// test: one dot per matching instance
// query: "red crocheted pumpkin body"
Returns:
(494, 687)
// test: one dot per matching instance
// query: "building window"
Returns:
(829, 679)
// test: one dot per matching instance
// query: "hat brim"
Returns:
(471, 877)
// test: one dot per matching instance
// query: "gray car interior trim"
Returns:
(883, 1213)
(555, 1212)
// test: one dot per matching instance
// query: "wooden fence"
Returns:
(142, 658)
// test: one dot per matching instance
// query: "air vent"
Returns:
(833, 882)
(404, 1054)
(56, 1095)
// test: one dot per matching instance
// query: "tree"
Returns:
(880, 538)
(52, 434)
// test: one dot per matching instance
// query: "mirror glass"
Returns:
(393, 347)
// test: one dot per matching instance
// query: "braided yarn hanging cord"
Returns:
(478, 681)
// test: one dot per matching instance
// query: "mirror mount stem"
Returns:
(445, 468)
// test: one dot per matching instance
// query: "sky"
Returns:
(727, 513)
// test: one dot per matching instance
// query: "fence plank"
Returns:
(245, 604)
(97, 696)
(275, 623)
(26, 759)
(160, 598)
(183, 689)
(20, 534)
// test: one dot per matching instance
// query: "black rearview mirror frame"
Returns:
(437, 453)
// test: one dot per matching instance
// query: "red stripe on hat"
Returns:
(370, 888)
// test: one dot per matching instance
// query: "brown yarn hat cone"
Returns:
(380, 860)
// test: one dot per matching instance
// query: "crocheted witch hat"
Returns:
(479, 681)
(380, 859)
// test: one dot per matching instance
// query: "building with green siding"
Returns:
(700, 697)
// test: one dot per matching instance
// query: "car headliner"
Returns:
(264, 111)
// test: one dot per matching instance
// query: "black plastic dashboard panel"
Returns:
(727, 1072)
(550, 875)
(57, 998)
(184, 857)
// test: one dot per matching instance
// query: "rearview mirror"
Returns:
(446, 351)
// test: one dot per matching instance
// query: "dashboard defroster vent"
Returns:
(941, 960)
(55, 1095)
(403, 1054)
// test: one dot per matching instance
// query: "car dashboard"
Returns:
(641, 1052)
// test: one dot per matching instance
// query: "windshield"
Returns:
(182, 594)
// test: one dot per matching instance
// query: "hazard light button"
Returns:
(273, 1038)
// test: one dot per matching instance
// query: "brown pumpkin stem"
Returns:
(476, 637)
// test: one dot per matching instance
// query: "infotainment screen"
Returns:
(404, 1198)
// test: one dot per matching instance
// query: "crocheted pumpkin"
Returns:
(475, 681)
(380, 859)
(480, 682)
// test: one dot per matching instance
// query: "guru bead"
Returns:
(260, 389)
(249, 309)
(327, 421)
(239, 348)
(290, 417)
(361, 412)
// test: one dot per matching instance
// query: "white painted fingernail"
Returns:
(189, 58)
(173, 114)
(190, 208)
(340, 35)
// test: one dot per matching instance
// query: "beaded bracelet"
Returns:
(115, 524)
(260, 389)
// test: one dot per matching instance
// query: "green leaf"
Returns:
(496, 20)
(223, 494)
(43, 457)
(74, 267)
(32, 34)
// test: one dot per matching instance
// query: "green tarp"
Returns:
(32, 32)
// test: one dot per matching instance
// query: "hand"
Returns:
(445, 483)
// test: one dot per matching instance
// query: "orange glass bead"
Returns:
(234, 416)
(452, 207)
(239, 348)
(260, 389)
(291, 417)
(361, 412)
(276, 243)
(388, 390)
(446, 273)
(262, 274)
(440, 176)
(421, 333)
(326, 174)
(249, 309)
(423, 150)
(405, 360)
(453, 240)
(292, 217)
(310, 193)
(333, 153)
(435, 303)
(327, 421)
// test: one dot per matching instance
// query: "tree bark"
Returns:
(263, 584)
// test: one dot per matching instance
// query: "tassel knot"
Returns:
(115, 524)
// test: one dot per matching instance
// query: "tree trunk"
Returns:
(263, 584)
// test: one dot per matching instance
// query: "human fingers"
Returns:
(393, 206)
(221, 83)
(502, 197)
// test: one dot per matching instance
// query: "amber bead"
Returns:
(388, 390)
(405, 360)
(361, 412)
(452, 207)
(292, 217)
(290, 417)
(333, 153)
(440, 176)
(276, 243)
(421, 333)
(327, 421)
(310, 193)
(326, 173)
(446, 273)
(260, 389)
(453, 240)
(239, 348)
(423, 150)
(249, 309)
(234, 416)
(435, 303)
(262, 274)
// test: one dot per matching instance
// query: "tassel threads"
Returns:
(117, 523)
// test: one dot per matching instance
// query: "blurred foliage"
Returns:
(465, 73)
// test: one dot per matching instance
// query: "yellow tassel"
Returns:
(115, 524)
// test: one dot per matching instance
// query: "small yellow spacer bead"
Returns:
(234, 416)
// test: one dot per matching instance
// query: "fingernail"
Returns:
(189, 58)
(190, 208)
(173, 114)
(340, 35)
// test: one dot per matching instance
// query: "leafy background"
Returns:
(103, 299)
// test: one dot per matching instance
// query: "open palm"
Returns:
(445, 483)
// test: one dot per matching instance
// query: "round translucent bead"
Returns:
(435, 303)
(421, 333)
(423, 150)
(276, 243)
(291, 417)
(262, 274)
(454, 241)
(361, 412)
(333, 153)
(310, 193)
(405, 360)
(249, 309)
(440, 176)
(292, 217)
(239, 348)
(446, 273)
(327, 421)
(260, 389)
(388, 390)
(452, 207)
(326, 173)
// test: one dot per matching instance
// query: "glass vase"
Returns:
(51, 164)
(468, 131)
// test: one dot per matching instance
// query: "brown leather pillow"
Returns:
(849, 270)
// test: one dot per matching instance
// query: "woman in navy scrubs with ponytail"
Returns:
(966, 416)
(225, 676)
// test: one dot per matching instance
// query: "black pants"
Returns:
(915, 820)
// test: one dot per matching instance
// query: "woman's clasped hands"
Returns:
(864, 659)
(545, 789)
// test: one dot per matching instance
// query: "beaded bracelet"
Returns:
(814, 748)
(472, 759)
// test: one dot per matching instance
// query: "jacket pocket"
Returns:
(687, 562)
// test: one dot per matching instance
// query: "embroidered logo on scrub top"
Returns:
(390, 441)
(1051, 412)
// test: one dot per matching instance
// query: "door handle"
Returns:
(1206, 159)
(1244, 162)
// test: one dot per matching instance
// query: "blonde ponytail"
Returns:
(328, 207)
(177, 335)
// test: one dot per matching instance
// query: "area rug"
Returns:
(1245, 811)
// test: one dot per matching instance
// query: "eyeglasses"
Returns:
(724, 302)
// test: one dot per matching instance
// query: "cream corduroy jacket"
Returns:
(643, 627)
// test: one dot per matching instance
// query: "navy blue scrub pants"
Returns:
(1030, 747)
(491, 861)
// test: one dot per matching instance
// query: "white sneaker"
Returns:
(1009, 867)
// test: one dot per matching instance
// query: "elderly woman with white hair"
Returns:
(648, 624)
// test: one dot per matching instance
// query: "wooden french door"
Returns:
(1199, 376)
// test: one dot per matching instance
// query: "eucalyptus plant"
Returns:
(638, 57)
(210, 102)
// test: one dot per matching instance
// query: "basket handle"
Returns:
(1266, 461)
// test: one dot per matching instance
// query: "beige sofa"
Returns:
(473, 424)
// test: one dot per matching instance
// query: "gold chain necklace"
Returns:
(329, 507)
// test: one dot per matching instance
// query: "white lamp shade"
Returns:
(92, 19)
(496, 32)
• • • • • • •
All of the records should be transcribed exactly, with nothing left out.

Reply to the task
// test: one dot per matching instance
// query: "red crocheted pumpkin body"
Returns:
(494, 687)
// test: one dot per matching instance
// query: "building window"
Returns:
(829, 679)
// test: one dot per matching instance
// query: "hat brim"
Returns:
(471, 877)
// test: one dot per matching instance
// query: "gray car interior trim"
Returns:
(883, 1213)
(555, 1212)
// test: one dot per matching instance
// query: "wooden fence"
Returns:
(142, 658)
// test: one dot per matching instance
// query: "air vent"
Returns:
(833, 882)
(404, 1054)
(56, 1095)
// test: one dot per matching instance
// query: "tree"
Returns:
(880, 538)
(52, 434)
// test: one dot per matching instance
// query: "mirror glass"
Returns:
(393, 347)
// test: one dot per matching instance
// query: "braided yarn hanging cord"
Returns:
(478, 681)
// test: one dot per matching instance
// query: "mirror mount stem"
Returns:
(445, 468)
// test: one dot per matching instance
// query: "sky"
Returns:
(727, 513)
// test: one dot per matching instance
// query: "fence plank"
Returns:
(245, 604)
(97, 696)
(275, 623)
(26, 759)
(160, 598)
(183, 689)
(20, 534)
// test: one dot per matching instance
// query: "black rearview mirror frame"
Returns:
(437, 453)
// test: one dot per matching instance
// query: "red stripe on hat"
Returns:
(370, 888)
// test: one dot per matching instance
// query: "brown yarn hat cone"
Returns:
(380, 860)
// test: one dot per matching instance
// query: "crocheted witch hat"
Returns:
(479, 681)
(380, 859)
// test: one dot per matching instance
// query: "building with green siding"
Returns:
(700, 697)
// test: one dot per matching instance
// query: "car headliner"
Returns:
(264, 111)
// test: one dot per matching instance
// query: "black plastic dashboard panel"
Returns:
(727, 1072)
(550, 875)
(57, 998)
(184, 857)
// test: one dot per matching instance
// query: "rearview mirror"
Returns:
(446, 351)
// test: one dot per matching instance
// query: "dashboard defroster vent"
Returns:
(941, 960)
(55, 1095)
(403, 1054)
// test: one dot per matching instance
// query: "car dashboard"
Returns:
(641, 1052)
// test: one dot per matching instance
// query: "windshield"
Returns:
(182, 594)
// test: one dot per matching instance
// query: "hazard light button"
Returns:
(273, 1038)
// test: one dot per matching instance
// query: "brown pumpkin stem"
Returns:
(476, 637)
// test: one dot per matching instance
// query: "infotainment screen"
Returns:
(404, 1198)
// test: one dot per matching instance
// query: "crocheted pumpkin"
Returns:
(475, 681)
(380, 859)
(480, 682)
// test: one dot per matching instance
// query: "guru bead"
Returns:
(260, 389)
(249, 309)
(327, 421)
(239, 348)
(290, 417)
(361, 412)
// test: one dot per matching instance
// query: "white painted fingernail"
Returns:
(189, 58)
(173, 114)
(190, 208)
(340, 35)
// test: one dot per matching instance
// query: "beaded bracelet"
Returns:
(115, 524)
(260, 389)
// test: one dot per matching instance
// query: "green leaf"
Returns:
(496, 20)
(223, 494)
(43, 457)
(74, 267)
(32, 34)
// test: one dot per matching instance
// query: "green tarp"
Returns:
(32, 32)
// test: one dot per matching instance
// query: "hand"
Returns:
(445, 483)
// test: one dot per matching instance
// query: "orange glass bead"
Returns:
(234, 416)
(452, 207)
(239, 348)
(260, 389)
(291, 417)
(361, 412)
(276, 243)
(388, 390)
(446, 273)
(262, 274)
(440, 176)
(421, 333)
(326, 174)
(249, 309)
(423, 150)
(405, 360)
(453, 240)
(292, 217)
(310, 193)
(333, 153)
(435, 303)
(327, 421)
// test: one dot per matching instance
// query: "tree bark"
Returns:
(263, 584)
// test: one dot per matching instance
// query: "tassel knot"
Returns:
(115, 524)
// test: one dot per matching instance
// query: "tree trunk"
Returns:
(263, 584)
// test: one dot per matching instance
// query: "human fingers"
Returns:
(393, 206)
(221, 83)
(502, 197)
// test: one dot per matching instance
// query: "amber bead"
Returns:
(388, 390)
(405, 360)
(361, 412)
(452, 207)
(292, 217)
(290, 417)
(333, 153)
(440, 176)
(276, 243)
(421, 333)
(327, 421)
(310, 193)
(326, 173)
(446, 273)
(260, 389)
(453, 240)
(239, 348)
(423, 150)
(249, 309)
(234, 416)
(435, 303)
(262, 274)
// test: one dot per matching instance
// query: "tassel threads"
Returns:
(117, 523)
// test: one dot per matching instance
// query: "blurred foliage"
Returns:
(465, 73)
// test: one dot per matching instance
// query: "yellow tassel"
Returns:
(115, 524)
// test: one dot per matching instance
// query: "small yellow spacer bead"
Returns:
(234, 416)
// test: one dot per matching instance
// query: "fingernail"
Returns:
(189, 58)
(190, 208)
(173, 114)
(340, 35)
// test: one dot per matching instance
// query: "leafy background"
Returns:
(103, 299)
// test: one dot per matching instance
// query: "open palm"
Returns:
(445, 483)
// test: one dot per matching instance
// query: "round translucent bead"
Returns:
(435, 303)
(421, 333)
(423, 150)
(276, 243)
(291, 417)
(262, 274)
(454, 241)
(361, 412)
(333, 153)
(310, 193)
(405, 360)
(249, 309)
(440, 176)
(292, 217)
(239, 348)
(446, 273)
(327, 421)
(260, 389)
(388, 390)
(452, 207)
(326, 173)
// test: one dot per matching instance
// query: "glass vase"
Returns:
(51, 164)
(468, 131)
// test: one dot per matching instance
// query: "brown leather pillow"
Returns:
(849, 270)
// test: one dot per matching instance
// query: "woman in navy scrubs with ponytail"
Returns:
(966, 416)
(225, 676)
// test: one dot per matching instance
// query: "black pants"
Returns:
(915, 820)
// test: one dot per matching instance
// query: "woman's clasped hands"
Returns:
(864, 659)
(545, 789)
// test: one dot per matching instance
// query: "beaded bracelet"
Returns:
(814, 748)
(472, 759)
// test: one dot per matching instance
// query: "jacket pocket"
Returns:
(687, 562)
// test: one dot per matching instance
// query: "embroidered logo on scrub top"
Returns:
(390, 441)
(1051, 412)
// test: one dot per matching instance
// query: "door handle"
Returns:
(1206, 159)
(1244, 162)
// test: one dot per matching instance
// query: "blonde ponytail"
Returns:
(328, 207)
(177, 335)
// test: one dot per matching instance
// query: "area rug"
Returns:
(1245, 811)
// test: one dot per matching instance
// query: "eyeglasses"
Returns:
(724, 302)
// test: one dot per matching instance
// query: "cream corduroy jacket"
Returns:
(643, 627)
// test: one dot per matching instance
// query: "navy blue scrub pants"
Returns:
(1030, 747)
(491, 861)
// test: one dot per matching instance
// query: "white sneaker"
Returns:
(1009, 867)
// test: one dot per matching instance
// query: "elderly woman with white hair"
Returns:
(648, 624)
// test: one dot per matching instance
// query: "wooden french door"
Returns:
(1199, 376)
// test: one dot per matching instance
// query: "eucalyptus plant"
Returns:
(638, 57)
(210, 102)
// test: one dot per matching instance
// query: "basket handle"
Returns:
(1266, 461)
// test: one dot per matching instance
// query: "beige sofa"
Returns:
(473, 424)
// test: one dot per matching instance
// query: "gold chain necklace"
Returns:
(329, 507)
// test: one dot per matching instance
// query: "white lamp shade"
Returns:
(92, 19)
(496, 32)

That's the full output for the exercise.